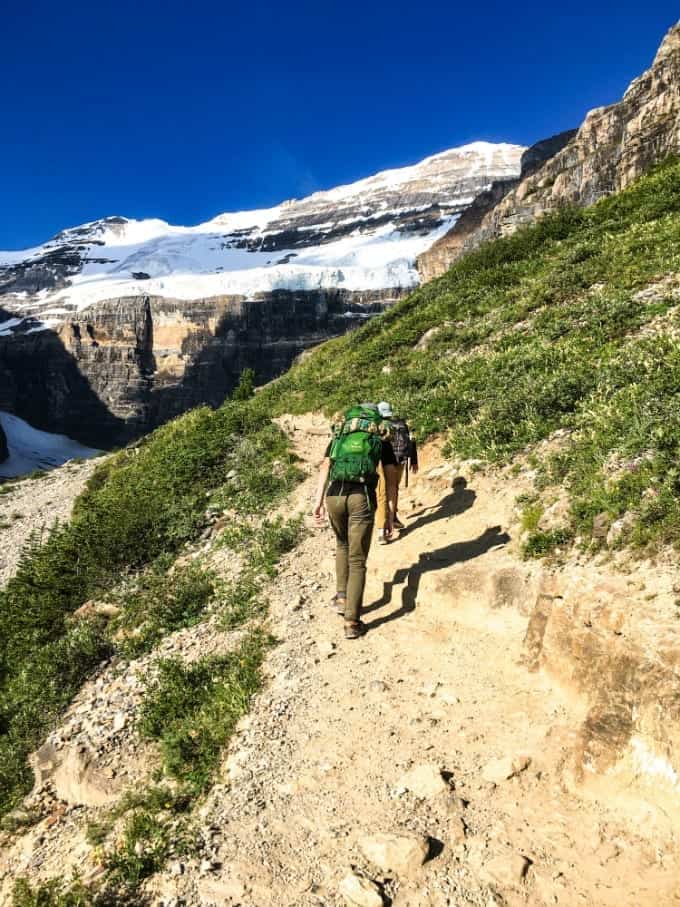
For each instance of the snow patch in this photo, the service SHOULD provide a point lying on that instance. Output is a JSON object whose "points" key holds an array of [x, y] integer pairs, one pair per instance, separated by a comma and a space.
{"points": [[31, 449]]}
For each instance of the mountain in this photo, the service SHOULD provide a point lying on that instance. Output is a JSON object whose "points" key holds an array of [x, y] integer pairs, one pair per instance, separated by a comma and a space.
{"points": [[613, 146], [111, 328], [29, 448]]}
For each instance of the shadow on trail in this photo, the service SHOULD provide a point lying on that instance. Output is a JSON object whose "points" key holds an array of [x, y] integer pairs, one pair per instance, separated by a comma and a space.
{"points": [[428, 561], [455, 503]]}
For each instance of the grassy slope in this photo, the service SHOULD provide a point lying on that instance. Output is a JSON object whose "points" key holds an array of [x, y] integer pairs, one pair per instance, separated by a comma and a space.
{"points": [[534, 332], [539, 331]]}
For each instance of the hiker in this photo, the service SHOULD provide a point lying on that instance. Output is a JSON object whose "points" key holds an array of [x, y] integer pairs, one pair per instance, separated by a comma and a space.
{"points": [[360, 442], [406, 456]]}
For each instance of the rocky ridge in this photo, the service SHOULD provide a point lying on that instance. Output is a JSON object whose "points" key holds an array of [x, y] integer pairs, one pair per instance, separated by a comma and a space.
{"points": [[111, 328], [613, 146]]}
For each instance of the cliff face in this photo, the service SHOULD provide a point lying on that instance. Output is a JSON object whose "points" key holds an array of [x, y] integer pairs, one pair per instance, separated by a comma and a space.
{"points": [[119, 368], [113, 327], [613, 146], [441, 255]]}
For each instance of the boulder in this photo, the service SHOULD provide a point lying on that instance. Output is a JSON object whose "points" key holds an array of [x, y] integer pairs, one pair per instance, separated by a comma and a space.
{"points": [[498, 770], [424, 781], [359, 892], [402, 853]]}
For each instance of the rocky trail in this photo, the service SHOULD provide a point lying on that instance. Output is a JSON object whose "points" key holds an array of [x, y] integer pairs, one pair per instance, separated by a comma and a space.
{"points": [[429, 730], [33, 505], [422, 765]]}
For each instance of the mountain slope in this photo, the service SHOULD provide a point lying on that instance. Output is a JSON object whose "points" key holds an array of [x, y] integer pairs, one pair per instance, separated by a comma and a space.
{"points": [[613, 146], [29, 449], [111, 329], [363, 236], [555, 351]]}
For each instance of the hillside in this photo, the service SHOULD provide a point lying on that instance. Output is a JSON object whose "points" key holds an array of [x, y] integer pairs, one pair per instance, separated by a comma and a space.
{"points": [[114, 327], [552, 353]]}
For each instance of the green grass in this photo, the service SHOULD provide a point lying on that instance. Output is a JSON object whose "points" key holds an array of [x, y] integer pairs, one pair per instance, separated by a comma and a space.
{"points": [[542, 331], [537, 331], [243, 598], [141, 505], [191, 711], [158, 601]]}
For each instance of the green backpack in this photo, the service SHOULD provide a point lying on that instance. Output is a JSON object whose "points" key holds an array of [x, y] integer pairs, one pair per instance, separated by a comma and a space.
{"points": [[357, 445]]}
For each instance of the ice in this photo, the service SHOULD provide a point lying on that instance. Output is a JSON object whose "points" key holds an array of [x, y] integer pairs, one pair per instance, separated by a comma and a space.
{"points": [[31, 449], [152, 257]]}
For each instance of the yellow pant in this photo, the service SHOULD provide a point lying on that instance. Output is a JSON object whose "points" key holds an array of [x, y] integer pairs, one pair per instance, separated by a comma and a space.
{"points": [[394, 475]]}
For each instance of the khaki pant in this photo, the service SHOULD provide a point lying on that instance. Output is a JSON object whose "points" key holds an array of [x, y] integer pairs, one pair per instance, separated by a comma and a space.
{"points": [[352, 519], [394, 475]]}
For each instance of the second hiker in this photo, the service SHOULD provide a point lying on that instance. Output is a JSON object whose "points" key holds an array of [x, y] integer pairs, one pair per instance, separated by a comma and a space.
{"points": [[406, 458]]}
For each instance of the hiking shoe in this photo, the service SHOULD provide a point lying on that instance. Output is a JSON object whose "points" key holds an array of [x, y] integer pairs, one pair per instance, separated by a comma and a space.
{"points": [[338, 602], [354, 630]]}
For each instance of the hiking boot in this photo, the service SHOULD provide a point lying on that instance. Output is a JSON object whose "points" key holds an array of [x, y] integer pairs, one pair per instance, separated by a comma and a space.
{"points": [[354, 630], [338, 603]]}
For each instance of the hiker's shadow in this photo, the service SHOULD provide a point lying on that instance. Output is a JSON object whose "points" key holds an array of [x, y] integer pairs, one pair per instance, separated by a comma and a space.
{"points": [[428, 561], [455, 503]]}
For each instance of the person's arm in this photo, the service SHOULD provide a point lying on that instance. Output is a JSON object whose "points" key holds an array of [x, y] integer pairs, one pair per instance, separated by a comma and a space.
{"points": [[413, 456], [319, 506]]}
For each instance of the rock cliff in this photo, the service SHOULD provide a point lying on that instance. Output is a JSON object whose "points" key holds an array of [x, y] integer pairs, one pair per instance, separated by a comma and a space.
{"points": [[613, 146], [441, 255], [113, 327], [118, 368]]}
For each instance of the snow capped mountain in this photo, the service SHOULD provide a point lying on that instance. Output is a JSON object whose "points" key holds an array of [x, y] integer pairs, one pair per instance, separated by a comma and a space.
{"points": [[361, 237], [31, 449]]}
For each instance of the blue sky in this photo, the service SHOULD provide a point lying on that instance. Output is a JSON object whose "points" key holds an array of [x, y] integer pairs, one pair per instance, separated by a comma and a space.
{"points": [[183, 110]]}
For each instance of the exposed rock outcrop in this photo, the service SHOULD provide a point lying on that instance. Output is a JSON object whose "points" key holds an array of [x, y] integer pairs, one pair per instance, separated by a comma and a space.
{"points": [[119, 368], [441, 255], [614, 145], [115, 326]]}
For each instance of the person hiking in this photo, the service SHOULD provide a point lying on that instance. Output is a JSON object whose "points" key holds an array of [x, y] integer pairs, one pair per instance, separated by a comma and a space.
{"points": [[406, 456], [346, 491]]}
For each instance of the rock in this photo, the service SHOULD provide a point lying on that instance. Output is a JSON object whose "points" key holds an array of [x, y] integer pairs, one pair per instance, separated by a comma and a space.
{"points": [[498, 770], [360, 892], [119, 722], [424, 781], [78, 781], [613, 146], [378, 686], [620, 527], [601, 524], [327, 649], [506, 869], [96, 609], [402, 853]]}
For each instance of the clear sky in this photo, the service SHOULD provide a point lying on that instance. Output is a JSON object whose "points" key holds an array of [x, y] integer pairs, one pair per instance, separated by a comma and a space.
{"points": [[182, 110]]}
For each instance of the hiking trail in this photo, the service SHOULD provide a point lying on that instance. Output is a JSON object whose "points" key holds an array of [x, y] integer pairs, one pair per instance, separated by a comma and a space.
{"points": [[402, 731]]}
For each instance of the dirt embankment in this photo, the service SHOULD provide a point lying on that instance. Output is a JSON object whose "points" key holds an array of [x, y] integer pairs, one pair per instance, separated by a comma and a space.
{"points": [[33, 505]]}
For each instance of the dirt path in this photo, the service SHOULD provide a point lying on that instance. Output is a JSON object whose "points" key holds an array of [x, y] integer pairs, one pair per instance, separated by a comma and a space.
{"points": [[437, 685]]}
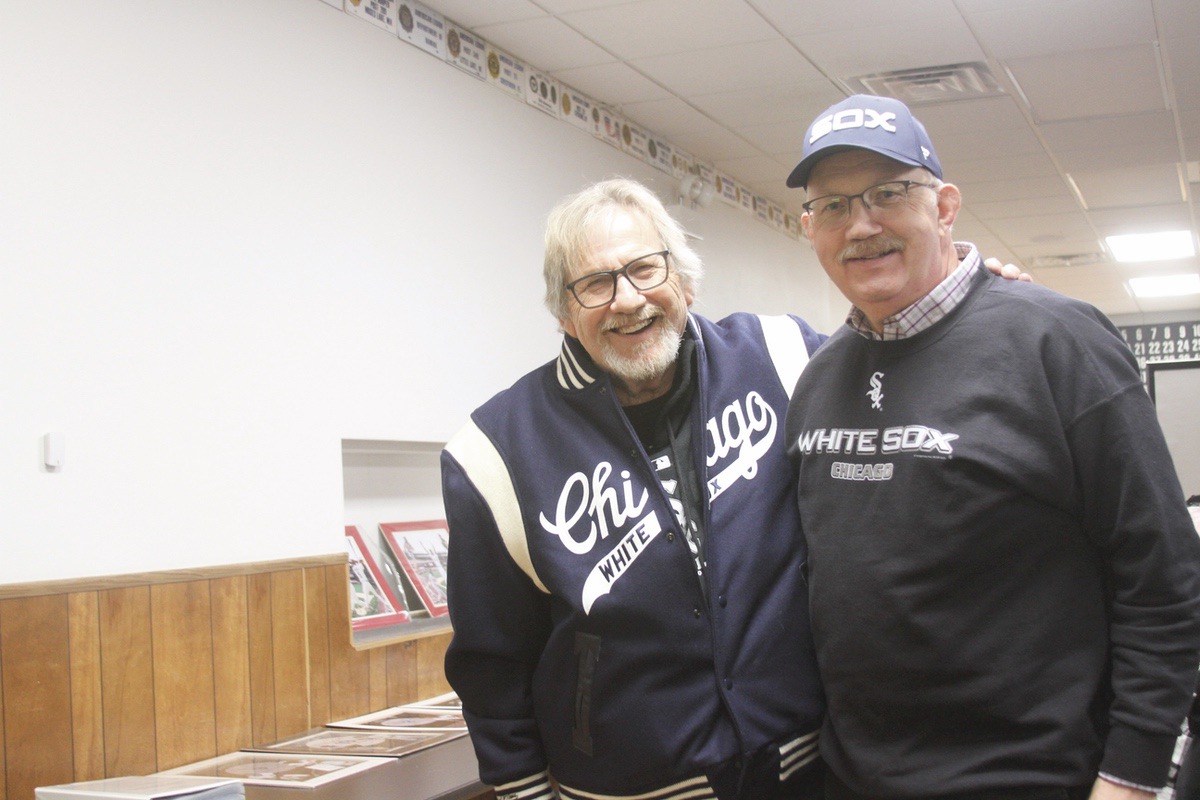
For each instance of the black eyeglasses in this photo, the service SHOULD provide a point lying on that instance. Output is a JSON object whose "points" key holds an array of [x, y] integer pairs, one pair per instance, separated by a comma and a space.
{"points": [[833, 210], [643, 272]]}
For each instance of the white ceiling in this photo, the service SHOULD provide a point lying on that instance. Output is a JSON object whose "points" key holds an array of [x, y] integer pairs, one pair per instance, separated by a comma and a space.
{"points": [[1093, 127]]}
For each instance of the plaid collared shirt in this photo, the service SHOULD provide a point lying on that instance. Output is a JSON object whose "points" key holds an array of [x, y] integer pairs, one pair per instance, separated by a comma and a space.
{"points": [[929, 310]]}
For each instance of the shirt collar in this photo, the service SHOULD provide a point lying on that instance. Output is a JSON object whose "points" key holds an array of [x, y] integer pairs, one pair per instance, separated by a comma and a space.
{"points": [[929, 310]]}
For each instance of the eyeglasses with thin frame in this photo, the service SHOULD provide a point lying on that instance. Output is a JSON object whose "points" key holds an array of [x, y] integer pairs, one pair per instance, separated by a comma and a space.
{"points": [[833, 210], [643, 272]]}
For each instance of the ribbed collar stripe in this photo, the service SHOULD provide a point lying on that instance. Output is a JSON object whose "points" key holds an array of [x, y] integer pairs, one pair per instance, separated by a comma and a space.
{"points": [[689, 789]]}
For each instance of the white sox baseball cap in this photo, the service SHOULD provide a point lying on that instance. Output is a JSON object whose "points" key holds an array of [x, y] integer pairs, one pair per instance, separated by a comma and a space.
{"points": [[869, 122]]}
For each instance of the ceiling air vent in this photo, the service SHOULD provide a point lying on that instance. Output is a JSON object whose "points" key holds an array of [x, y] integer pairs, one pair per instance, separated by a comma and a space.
{"points": [[933, 84], [1075, 259]]}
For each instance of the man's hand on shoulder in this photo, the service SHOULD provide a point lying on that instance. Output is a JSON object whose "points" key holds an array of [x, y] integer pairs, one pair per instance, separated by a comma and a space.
{"points": [[1108, 791], [1007, 271]]}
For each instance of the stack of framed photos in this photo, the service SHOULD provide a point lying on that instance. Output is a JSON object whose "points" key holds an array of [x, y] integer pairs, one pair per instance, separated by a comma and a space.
{"points": [[353, 758], [399, 577]]}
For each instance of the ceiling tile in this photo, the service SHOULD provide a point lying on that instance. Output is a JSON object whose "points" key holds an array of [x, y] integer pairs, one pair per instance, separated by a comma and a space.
{"points": [[613, 83], [1114, 142], [1018, 188], [982, 170], [1103, 286], [1092, 83], [471, 13], [1013, 29], [747, 65], [567, 6], [669, 116], [780, 139], [712, 140], [652, 28], [996, 142], [888, 46], [1177, 18], [1021, 208], [1059, 248], [796, 103], [757, 169], [1043, 229], [1155, 217], [1116, 188], [545, 42], [967, 118], [795, 19]]}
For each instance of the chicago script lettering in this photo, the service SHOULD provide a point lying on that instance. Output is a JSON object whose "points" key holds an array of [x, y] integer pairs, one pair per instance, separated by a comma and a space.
{"points": [[603, 505]]}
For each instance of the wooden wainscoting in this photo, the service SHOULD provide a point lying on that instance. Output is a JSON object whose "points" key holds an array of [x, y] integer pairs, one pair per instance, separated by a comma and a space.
{"points": [[135, 674]]}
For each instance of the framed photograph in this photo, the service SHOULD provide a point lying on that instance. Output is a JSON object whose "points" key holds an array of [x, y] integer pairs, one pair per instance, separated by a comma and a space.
{"points": [[360, 743], [421, 548], [282, 769], [448, 702], [372, 601], [406, 717]]}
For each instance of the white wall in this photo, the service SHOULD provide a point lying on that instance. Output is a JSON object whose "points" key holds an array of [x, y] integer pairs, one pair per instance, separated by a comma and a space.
{"points": [[234, 233]]}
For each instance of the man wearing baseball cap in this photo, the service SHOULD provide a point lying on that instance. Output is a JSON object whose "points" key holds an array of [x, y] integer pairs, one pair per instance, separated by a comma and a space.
{"points": [[1005, 581]]}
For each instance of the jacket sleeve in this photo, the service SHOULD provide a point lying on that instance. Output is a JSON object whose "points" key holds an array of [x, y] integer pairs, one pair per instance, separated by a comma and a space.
{"points": [[501, 624], [1133, 505]]}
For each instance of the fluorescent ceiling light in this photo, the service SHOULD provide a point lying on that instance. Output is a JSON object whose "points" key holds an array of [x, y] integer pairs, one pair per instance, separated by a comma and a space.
{"points": [[1165, 286], [1152, 247]]}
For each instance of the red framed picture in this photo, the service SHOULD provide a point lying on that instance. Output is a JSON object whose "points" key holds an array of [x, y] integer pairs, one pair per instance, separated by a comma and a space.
{"points": [[372, 601], [421, 549]]}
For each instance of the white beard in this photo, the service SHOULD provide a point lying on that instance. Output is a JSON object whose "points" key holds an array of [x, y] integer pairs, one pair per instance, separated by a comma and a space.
{"points": [[651, 360]]}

——————

» **WHAT TO WORK ON**
Format the stretch from the line containing "For each instance of the white beard" through the last line above as a two-column CSV with the header instruction,output. Give one row per instruction line and its answer line, put each value in a single quoted field, and replace any line breaks with spaces.

» **COMPLETED TASK**
instruction,output
"For each instance of the white beard in this photo, the service SHOULD provide a point lying on that instance. Output is a JSON object whose ""points"" key holds an array of [x, y] integer pairs, one pair per instance, separated by a comma and a space.","{""points"": [[651, 360]]}"